Identify your arch nemesis

I just attended this year's PRSA Counselors Academy Spring Conference.

I've belonged to the Academy for at least 15 years and believe it to be the single, smartest professional development I've ever made.

I always seem to take away a gem of an idea or two that make me and my firm just a little bit better. And this year's conference was no different.

June 3 - geek-squad2 Monday's keynote speaker was Stephen Roberts, founder of Geek Squad, a 24,000 employee strong, global tech support company. Despite being a self-confessed geek, Roberts is way cool. And, way smart. And a big believer in public relations. He thinks "advertising is the price you pay for being unremarkable." He sees PR as the real deal since reporters have to be convinced your story is of value to their readers, viewers or listeners or else it ends up in the circular file (virtual or physical).

Roberts shared his views on how he created and expanded his company and how he keeps it authentic. He also told us what keeps him up at night: the fear that a newer, hipper, more cost effective competitor will appear unexpectedly and steal market share.

To prevent (or forestall) that from happening, he's in the process of creating the Geek Squad's 'arch nemesis.' Check this out: he's literally creating the business model for a company that would compete with his own. He's anticipating everything from virtual service models to lower pricing structures. How cool is that? It's a 2009 version of Clayton Christianson's disruptive technology strategies of eight to 10 years back.

And, it got me thinking.

When I conjure up images of an arch nemesis, brands like Edelman, Weber and other aircraft carrier types come to mind. But, then, I think, nah: Peppercom's real arch nemesis is some start-up or some hybrid model I'm not thinking of. The traditional firms won't be the big winners in a few years time. And, it may not be the independent midsized firms either. In fact, it may not even be a PR firm.

I have no idea who my arch nemesis is (or will be), but I do know that I want to devote several hours of our upcoming management retreat to think long and hard about the type of agency I'd create today if I wanted to take away Peppercom's market share tomorrow.

And, that my friends, is why I belong to the Counselors Academy.

10 thoughts on “Identify your arch nemesis

  1. Thanks Eric. I totally agree. Our arch nemesis either doesn’t exist yet or is already on the drawing board. Whoever they are, they will arrive suddenly and without warning. The challenge is to anticipate what they’ll bring to the plate that we don’t already offer.

  2. I’ve always pictured PepperCom as our arch enemy 😉
    Great post, Steve…I agree totally.
    In fact, our future “enemy” may not even exist today. I wonder…

  3. Lunch, if you want a great non-fiction read, pick up “River of Doubt.” It’s about Teddy Roosevelt’s discovery of a new river in the Amazon Basin. Amazingly brutal trip that nearly killed him and proved fatal to many on the expedition.

  4. I meant your comedy website! I owe you a book read, I guess. Name a book that you like and let me at it.

STORED DATA →
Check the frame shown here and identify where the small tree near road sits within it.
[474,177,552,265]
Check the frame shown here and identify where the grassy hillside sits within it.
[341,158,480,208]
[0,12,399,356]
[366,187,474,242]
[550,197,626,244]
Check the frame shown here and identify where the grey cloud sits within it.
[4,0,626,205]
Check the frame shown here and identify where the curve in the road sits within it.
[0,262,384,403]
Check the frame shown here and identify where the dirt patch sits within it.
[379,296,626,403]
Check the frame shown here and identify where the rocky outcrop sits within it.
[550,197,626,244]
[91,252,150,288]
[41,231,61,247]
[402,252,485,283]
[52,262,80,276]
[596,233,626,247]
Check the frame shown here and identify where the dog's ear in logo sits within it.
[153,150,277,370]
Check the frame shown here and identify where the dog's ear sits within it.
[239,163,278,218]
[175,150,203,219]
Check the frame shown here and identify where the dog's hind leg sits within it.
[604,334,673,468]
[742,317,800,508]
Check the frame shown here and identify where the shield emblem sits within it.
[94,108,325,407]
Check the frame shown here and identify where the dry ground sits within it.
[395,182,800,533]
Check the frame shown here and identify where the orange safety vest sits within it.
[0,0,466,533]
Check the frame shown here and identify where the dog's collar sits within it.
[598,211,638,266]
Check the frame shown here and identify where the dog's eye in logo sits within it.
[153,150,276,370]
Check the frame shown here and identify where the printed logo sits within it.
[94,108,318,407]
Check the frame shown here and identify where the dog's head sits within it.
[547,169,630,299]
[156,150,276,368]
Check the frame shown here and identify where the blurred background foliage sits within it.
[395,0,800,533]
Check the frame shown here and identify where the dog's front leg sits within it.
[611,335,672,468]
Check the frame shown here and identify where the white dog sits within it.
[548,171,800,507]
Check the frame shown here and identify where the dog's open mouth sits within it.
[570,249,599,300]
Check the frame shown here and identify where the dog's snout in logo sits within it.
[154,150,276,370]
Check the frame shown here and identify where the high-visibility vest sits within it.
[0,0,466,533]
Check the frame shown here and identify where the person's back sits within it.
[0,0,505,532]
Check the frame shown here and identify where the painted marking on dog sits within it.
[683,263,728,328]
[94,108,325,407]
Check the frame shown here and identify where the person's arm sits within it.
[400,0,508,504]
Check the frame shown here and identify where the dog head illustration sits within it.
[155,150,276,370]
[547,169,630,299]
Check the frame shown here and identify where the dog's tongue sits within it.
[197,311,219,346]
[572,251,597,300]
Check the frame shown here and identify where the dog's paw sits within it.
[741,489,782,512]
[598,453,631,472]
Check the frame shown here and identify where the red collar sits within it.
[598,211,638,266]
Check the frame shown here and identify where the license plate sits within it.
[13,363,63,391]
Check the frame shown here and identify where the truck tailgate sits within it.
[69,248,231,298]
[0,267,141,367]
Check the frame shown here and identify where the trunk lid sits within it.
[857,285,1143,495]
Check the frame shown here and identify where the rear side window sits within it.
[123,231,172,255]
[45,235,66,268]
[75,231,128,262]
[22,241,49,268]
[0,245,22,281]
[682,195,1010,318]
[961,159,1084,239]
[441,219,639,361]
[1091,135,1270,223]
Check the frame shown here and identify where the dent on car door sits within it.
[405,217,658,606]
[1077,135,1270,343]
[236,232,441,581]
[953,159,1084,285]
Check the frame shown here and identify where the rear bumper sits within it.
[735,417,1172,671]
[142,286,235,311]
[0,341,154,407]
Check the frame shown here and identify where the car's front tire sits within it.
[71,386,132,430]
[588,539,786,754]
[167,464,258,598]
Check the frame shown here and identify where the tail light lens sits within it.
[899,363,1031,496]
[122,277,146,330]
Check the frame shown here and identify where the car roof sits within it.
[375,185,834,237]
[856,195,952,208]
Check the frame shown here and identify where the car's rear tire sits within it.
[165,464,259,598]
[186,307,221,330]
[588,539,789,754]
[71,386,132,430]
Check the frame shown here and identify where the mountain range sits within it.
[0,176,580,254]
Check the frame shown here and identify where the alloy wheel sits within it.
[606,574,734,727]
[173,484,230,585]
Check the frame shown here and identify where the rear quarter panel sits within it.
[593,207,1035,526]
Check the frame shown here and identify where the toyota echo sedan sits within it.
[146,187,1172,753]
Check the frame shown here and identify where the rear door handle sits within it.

INSTRUCTIONS →
**a.** Answer these questions from the arch nemesis post.
(i) How long has the writer belonged to the Counselors Academy?
(ii) How many employees does Geek Squad have?
(iii) What book does one commenter suggest as a non-fiction read?
**b.** From the arch nemesis post, retype the section between "And, it got" and "market share tomorrow.", inclusive.

PER-TASK ANSWERS →
**a.**
(i) At least 15 years.
(ii) 24,000.
(iii) "River of Doubt."

**b.**
And, it got me thinking.

When I conjure up images of an arch nemesis, brands like Edelman, Weber and other aircraft carrier types come to mind. But, then, I think, nah: Peppercom's real arch nemesis is some start-up or some hybrid model I'm not thinking of. The traditional firms won't be the big winners in a few years time. And, it may not be the independent midsized firms either. In fact, it may not even be a PR firm.

I have no idea who my arch nemesis is (or will be), but I do know that I want to devote several hours of our upcoming management retreat to think long and hard about the type of agency I'd create today if I wanted to take away Peppercom's market share tomorrow.